= Data for this task =
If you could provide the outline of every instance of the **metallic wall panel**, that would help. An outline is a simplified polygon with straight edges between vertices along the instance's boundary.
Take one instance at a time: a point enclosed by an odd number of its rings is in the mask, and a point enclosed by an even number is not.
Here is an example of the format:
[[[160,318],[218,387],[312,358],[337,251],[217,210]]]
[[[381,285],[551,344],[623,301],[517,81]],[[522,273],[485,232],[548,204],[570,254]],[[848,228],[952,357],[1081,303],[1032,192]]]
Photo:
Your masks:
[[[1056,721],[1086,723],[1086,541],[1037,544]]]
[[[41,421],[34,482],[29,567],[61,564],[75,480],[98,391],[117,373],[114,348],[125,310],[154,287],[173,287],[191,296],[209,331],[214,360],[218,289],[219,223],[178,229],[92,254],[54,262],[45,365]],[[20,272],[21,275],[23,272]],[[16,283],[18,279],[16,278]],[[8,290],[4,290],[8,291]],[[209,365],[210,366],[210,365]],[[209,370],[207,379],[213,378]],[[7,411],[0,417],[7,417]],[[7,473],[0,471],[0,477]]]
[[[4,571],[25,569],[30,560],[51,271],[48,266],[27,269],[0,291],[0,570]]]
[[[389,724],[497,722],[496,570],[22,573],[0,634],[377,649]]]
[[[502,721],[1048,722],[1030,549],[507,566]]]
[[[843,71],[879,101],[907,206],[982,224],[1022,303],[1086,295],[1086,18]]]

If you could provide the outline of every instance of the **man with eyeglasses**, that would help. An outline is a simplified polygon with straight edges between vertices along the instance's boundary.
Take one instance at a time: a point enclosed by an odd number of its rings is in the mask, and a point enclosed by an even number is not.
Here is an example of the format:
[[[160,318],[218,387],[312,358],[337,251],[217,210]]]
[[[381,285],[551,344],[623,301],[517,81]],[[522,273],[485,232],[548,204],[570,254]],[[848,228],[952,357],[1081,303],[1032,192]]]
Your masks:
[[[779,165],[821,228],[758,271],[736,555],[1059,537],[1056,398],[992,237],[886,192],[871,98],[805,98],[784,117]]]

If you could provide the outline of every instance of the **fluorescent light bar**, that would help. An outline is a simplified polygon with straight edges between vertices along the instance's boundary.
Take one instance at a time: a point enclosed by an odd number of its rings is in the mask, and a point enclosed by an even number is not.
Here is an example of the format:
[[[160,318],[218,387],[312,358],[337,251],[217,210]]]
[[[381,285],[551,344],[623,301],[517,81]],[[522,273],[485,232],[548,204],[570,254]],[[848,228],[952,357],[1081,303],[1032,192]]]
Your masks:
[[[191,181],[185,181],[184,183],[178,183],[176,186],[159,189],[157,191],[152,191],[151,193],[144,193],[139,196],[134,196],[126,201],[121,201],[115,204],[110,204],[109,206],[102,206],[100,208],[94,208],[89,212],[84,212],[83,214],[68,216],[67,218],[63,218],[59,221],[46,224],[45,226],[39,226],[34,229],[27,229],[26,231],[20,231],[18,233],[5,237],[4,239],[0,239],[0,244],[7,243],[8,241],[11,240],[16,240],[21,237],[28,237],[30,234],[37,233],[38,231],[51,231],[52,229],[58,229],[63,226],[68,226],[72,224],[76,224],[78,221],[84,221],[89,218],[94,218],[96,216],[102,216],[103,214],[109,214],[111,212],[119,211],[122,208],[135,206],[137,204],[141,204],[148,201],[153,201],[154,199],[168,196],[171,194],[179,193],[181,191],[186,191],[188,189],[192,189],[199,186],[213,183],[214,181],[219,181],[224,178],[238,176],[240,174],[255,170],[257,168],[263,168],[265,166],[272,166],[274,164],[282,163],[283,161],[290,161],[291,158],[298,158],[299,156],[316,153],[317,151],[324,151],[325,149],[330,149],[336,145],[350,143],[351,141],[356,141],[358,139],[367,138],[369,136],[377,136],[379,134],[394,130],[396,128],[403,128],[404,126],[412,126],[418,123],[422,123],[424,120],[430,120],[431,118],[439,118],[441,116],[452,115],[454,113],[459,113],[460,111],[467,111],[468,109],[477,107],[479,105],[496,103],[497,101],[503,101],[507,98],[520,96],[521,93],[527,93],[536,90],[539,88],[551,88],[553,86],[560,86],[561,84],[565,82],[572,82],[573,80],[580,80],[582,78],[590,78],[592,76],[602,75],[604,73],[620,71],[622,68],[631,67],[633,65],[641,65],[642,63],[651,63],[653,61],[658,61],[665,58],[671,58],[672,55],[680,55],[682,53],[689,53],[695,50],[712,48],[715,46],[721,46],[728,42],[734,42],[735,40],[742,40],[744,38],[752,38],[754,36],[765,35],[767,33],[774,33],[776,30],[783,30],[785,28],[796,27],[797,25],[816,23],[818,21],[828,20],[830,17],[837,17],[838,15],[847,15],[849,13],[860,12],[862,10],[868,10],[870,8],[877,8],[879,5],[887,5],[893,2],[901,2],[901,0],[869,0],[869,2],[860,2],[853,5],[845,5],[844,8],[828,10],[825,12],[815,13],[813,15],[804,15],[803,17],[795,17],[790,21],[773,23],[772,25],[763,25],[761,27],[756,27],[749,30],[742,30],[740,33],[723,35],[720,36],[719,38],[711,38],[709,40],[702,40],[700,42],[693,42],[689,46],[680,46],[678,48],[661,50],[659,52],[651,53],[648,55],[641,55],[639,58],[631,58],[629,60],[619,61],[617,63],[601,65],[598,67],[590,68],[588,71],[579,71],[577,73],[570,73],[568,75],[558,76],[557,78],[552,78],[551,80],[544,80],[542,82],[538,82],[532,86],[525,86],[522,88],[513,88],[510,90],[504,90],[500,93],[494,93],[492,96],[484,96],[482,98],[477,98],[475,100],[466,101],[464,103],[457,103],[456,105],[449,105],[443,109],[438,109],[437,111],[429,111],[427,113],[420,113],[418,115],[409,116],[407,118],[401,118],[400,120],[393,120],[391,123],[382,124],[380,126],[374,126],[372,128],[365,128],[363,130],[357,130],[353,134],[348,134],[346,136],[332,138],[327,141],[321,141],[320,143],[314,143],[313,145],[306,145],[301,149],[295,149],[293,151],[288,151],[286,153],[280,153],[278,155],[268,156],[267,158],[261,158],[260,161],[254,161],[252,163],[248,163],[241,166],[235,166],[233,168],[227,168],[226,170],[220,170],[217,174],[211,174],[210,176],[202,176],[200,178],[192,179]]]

= Work required =
Write out the entries above word for word.

= Exercise solution =
If you could provide the outline of every instance of the **metallic wall panel**, that would help. An outline is a simplified polygon with straight edges between vertices along the instance's boundary.
Take one instance at a time: a point enclosed by an odd number of its rings is in the mask, and a point enclosed by an even number is not.
Here is an example of the format:
[[[160,318],[218,387],[312,358],[337,251],[217,210]]]
[[[381,285],[551,344],[623,301],[517,81]],[[522,273],[485,232],[548,204],[570,254]],[[848,228],[952,357],[1081,303],[1032,192]]]
Photo:
Your masks:
[[[1056,721],[1086,723],[1086,541],[1037,544]]]
[[[41,421],[34,482],[29,567],[61,564],[75,480],[98,391],[117,373],[114,348],[125,310],[154,287],[173,287],[191,296],[209,331],[214,360],[218,289],[219,223],[178,229],[92,254],[54,262],[45,365]],[[20,272],[21,275],[23,272]],[[16,283],[18,279],[16,278]],[[8,290],[4,290],[8,291]],[[209,365],[210,366],[210,365]],[[209,370],[207,379],[213,378]],[[7,411],[0,417],[7,417]],[[7,473],[0,471],[0,477]]]
[[[4,571],[25,569],[30,560],[51,271],[48,266],[27,269],[0,291],[0,570]]]
[[[389,724],[497,722],[496,570],[22,573],[0,634],[377,649]]]
[[[502,721],[1048,722],[1030,549],[507,566]]]
[[[843,71],[879,101],[907,206],[982,224],[1022,303],[1086,295],[1086,18]]]

If you could provide the outline of every instance of the **man with eyeglasses**, that would help. An outline is a simplified polygon with straight edges between vertices along the instance's boundary.
Take one instance at a time: a point enclosed by an odd number of its rings is in the mask, and a point enclosed by an even number is not.
Here is an example of the format:
[[[160,318],[218,387],[312,358],[337,251],[217,210]]]
[[[381,285],[551,344],[623,301],[517,81]],[[522,273],[485,232],[548,204],[570,254]],[[848,228],[952,357],[1081,303],[1032,192]]]
Your masks:
[[[779,165],[821,228],[758,271],[736,555],[1059,537],[1056,398],[992,237],[886,192],[871,98],[805,98],[784,117]]]

If you could provide the outline of every instance of the **fluorescent light bar**, that would help. An outline is a simplified polygon with straight edges between vertices along the instance's boundary.
Take one instance at a time: a point enclosed by an odd number of its rings is in the mask, and a point enclosed by an even number is not.
Here is an example of the format:
[[[160,318],[218,387],[312,358],[337,251],[217,210]]]
[[[381,285],[551,344],[623,301],[517,81]],[[522,273],[485,232],[548,204],[570,254]],[[848,228],[952,357],[1081,303],[1032,192]]]
Your masks:
[[[191,181],[185,181],[184,183],[178,183],[176,186],[159,189],[157,191],[152,191],[151,193],[144,193],[139,196],[134,196],[126,201],[121,201],[115,204],[110,204],[109,206],[102,206],[100,208],[94,208],[89,212],[84,212],[83,214],[68,216],[67,218],[63,218],[59,221],[46,224],[45,226],[39,226],[34,229],[27,229],[26,231],[20,231],[18,233],[5,237],[4,239],[0,239],[0,244],[7,243],[8,241],[11,240],[16,240],[21,237],[28,237],[30,234],[37,233],[38,231],[51,231],[52,229],[58,229],[63,226],[68,226],[72,224],[76,224],[78,221],[84,221],[89,218],[94,218],[96,216],[102,216],[103,214],[109,214],[111,212],[119,211],[122,208],[135,206],[137,204],[141,204],[148,201],[153,201],[154,199],[168,196],[171,194],[179,193],[181,191],[186,191],[188,189],[192,189],[199,186],[213,183],[214,181],[219,181],[224,178],[238,176],[240,174],[255,170],[257,168],[263,168],[265,166],[272,166],[274,164],[282,163],[283,161],[290,161],[291,158],[298,158],[299,156],[316,153],[317,151],[324,151],[325,149],[330,149],[336,145],[350,143],[351,141],[356,141],[358,139],[367,138],[369,136],[377,136],[379,134],[394,130],[396,128],[403,128],[404,126],[412,126],[418,123],[422,123],[424,120],[430,120],[431,118],[439,118],[441,116],[452,115],[454,113],[459,113],[460,111],[467,111],[468,109],[477,107],[479,105],[496,103],[497,101],[503,101],[507,98],[520,96],[521,93],[527,93],[536,90],[539,88],[551,88],[553,86],[560,86],[561,84],[565,82],[572,82],[573,80],[580,80],[582,78],[590,78],[592,76],[602,75],[604,73],[620,71],[622,68],[631,67],[633,65],[641,65],[642,63],[651,63],[653,61],[658,61],[665,58],[671,58],[672,55],[680,55],[682,53],[689,53],[695,50],[712,48],[715,46],[721,46],[728,42],[734,42],[735,40],[742,40],[744,38],[752,38],[754,36],[765,35],[767,33],[774,33],[776,30],[783,30],[785,28],[796,27],[797,25],[816,23],[818,21],[828,20],[830,17],[837,17],[838,15],[847,15],[849,13],[860,12],[862,10],[868,10],[870,8],[877,8],[879,5],[887,5],[893,2],[901,2],[901,0],[869,0],[869,2],[860,2],[853,5],[845,5],[844,8],[828,10],[825,12],[815,13],[813,15],[804,15],[803,17],[795,17],[790,21],[773,23],[772,25],[763,25],[761,27],[756,27],[749,30],[742,30],[740,33],[723,35],[720,36],[719,38],[711,38],[709,40],[702,40],[700,42],[693,42],[689,46],[680,46],[678,48],[661,50],[659,52],[651,53],[648,55],[641,55],[639,58],[631,58],[629,60],[619,61],[617,63],[601,65],[598,67],[590,68],[588,71],[579,71],[577,73],[570,73],[568,75],[558,76],[557,78],[552,78],[551,80],[544,80],[542,82],[538,82],[532,86],[525,86],[522,88],[513,88],[510,90],[504,90],[500,93],[494,93],[492,96],[484,96],[482,98],[477,98],[475,100],[466,101],[464,103],[457,103],[456,105],[449,105],[443,109],[438,109],[437,111],[429,111],[427,113],[420,113],[418,115],[409,116],[407,118],[401,118],[400,120],[393,120],[391,123],[382,124],[380,126],[374,126],[372,128],[365,128],[363,130],[357,130],[353,134],[348,134],[346,136],[332,138],[327,141],[321,141],[320,143],[314,143],[313,145],[306,145],[301,149],[295,149],[293,151],[288,151],[286,153],[280,153],[278,155],[268,156],[267,158],[261,158],[260,161],[254,161],[252,163],[248,163],[241,166],[235,166],[233,168],[227,168],[226,170],[220,170],[217,174],[211,174],[210,176],[202,176],[200,178],[192,179]]]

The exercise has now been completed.